Data provided section start
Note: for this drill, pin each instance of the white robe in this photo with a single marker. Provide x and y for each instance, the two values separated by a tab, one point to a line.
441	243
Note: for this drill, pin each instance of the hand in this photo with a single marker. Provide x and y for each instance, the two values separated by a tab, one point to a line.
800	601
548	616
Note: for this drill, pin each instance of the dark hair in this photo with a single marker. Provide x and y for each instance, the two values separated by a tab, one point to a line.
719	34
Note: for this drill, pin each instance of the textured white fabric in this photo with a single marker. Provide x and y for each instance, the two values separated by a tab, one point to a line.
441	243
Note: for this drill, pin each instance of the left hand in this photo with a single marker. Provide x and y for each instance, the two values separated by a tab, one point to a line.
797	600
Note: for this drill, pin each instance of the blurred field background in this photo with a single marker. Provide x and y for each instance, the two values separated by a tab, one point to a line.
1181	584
Data provided section end
The entries are to be retyped in full, with no alteration.

Note: for this drill, pin each instance of the white robe in this photo with a single marker. Provide x and y for each instance, the two values separated by a tab, one point to a line.
441	243
Note: for this drill, pin each instance of the hand in this photo with a single marker. Provide x and y for each instance, the two values separated by a tab, one point to a line.
800	601
548	616
Note: for this drill, pin each instance of the dark hair in this photo with a single marker. Provide x and y for each instance, the two values separated by a tab, one point to a line.
719	34
Note: for this drill, pin each instance of the textured white fabric in this photo with a single marker. Provide x and y for each instance, the two values separated by a tab, one point to a line.
441	243
Note: for this drill, pin each instance of the left hand in this photo with a single marker. Provide x and y for each instance, the two values separated by a tab, one point to a line.
797	600
Note: for this drill, pin each instance of the blurred field background in this photo with a single marker. Provide x and y for each instance, the two values separated by a tab, one point to a line.
1181	584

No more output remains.